● **Excerpt provided**:
"""

The biotech bipartisan bill was introduced last Thursday by Senator Charles Schumer of N.Y. and Susan Collins of Maine. In the bill, they proposed giving biotech drugs five years of exclusivity and up to three more years for modifications. Mark Schoenebaum of Deutsche Bank noted, “From the biotech perspective, this is not a positive development. But I think most of the stakeholders understand there’s going to be a compromise on exclusivity.” Personally, I feel that this will not get passed until 2010, and in no way will the exclusivity period be five years on biotech drugs. Remember, there is a lag with the FDA. They are understaffed and simply do not have the manpower to handle all the incoming applications.
Since the Generic market obviously fits well into the macro approach, what other sub-sectors can you reap benefits from? Well with what I just mentioned, the Pharma/Biotech market does not seem too attractive. But, a company that does have some Pharma/Biotech exposure that I feel worth mentioning is Abbott Laboratories (ABT). Pharmaceuticals made up about 56% of Abbott’s revenues in 2008 led by great sales of Humira. Humira has received FDA approval for six indications:
- Rheumatoid Arthritis (December 2002)
- Psoriatic Arthritis (October 2005)
- Ankylosing Spondylitis (July 2006)
- Crohn’s Disease (February 2007)
- Psoriasis (January 2008)
- Juvenile Idiopathic Arthritis (February 2008)

"""

● **Source data**:

"""

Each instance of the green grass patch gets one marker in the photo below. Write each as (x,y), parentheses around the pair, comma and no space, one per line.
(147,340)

"""
"""

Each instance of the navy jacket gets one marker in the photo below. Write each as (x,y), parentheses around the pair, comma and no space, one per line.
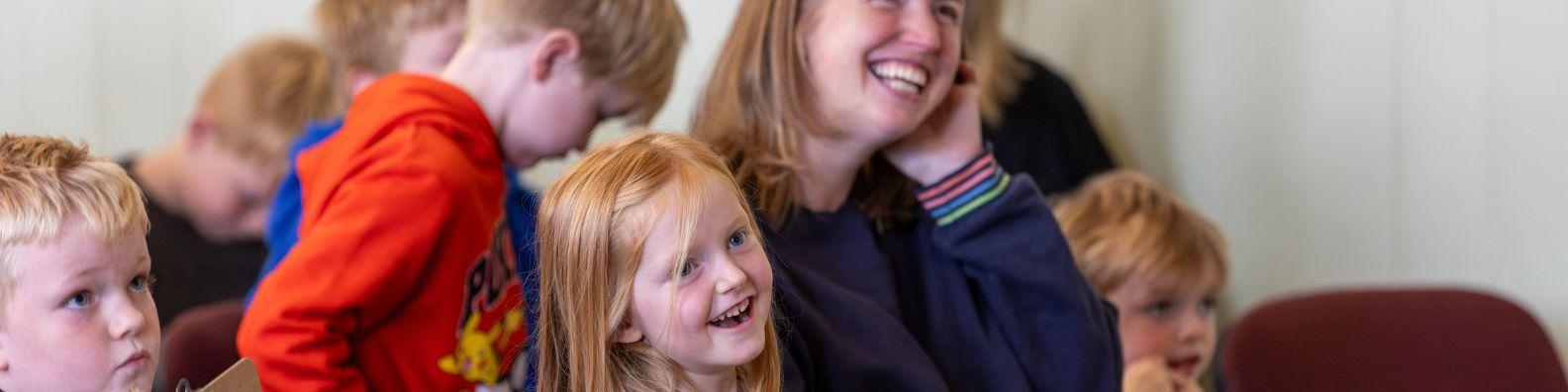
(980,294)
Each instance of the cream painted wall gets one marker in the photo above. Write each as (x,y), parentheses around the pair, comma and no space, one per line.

"""

● **Tasks for this exercise**:
1 – Answer these questions from the text on biotech legislation and Abbott Laboratories:
(a) How many years of exclusivity did the bill propose for biotech drugs?
(b) About what share of Abbott's 2008 revenues came from pharmaceuticals?
(c) In what month and year did Humira receive FDA approval for Crohn's Disease?
2 – Go on with the text on biotech legislation and Abbott Laboratories, starting after the last line shown.

● **Set of answers**:
1 –
(a) Five years, with up to three more years for modifications.
(b) About 56%.
(c) February 2007.

2 –
Humira is currently going for its seventh use for ulcerative colitis, which is in Phase III testing and is expected to be launched in early 2010. In 2008, Humira had sales of $4.5 billion, which was a 48% increase from the prior year. Furthermore, some analysts have projected Humira sales to reach about $5.6 billion in 2009.
Abbott also has a great Vascular division with its leading Drug Eluting Stent (DES), Xience. It has about 27% U.S. market share, saw worldwide sales of $824 million in 2008, and has projected sales of $1.1 billion in 2009. Another huge development will come from Xience’s expected launch (early 2010) in Japan, where the DES market exceeds $500 million.
Aside from these two products and divisions, ABT has a great array of Diabetes and Lipid management drugs and devices. In addition to that strong portfolio, it just acquired Advanced Medical Optics, for $2.8 billion, or $22 per share. Some key facts about the AMO’s market leadership:
- #1 position for LASIK surgery
- #2 position in cataract surgery
- #3 position in eye care solutions
Although LASIK surgery is somewhat discretionary, the acquisition will be a long-term footprint for ABT and adds diversification to its revenue stream. Healthcare saw JNJ make two acquisitions late last year, and ABT has followed suit and done quite well. Nevertheless, Abbott Laboratories has a great portfolio of drugs, products, and devices to weather any market.
There you have it: two picks, Abbott Laboratories and Teva Pharmaceuticals, that I feel will perform well considering both the sector and macro trends. The underlying political uncertainties have only added to the volatility and complexity of the sector, but given Teva’s global leadership in the generic market and Abbott’s diversified revenue sources, I think these companies will be steady, bright spots for your portfolio.
Disclosure: The Fund the author is associated with is long ABT, GILD, JNJ, and TEVA.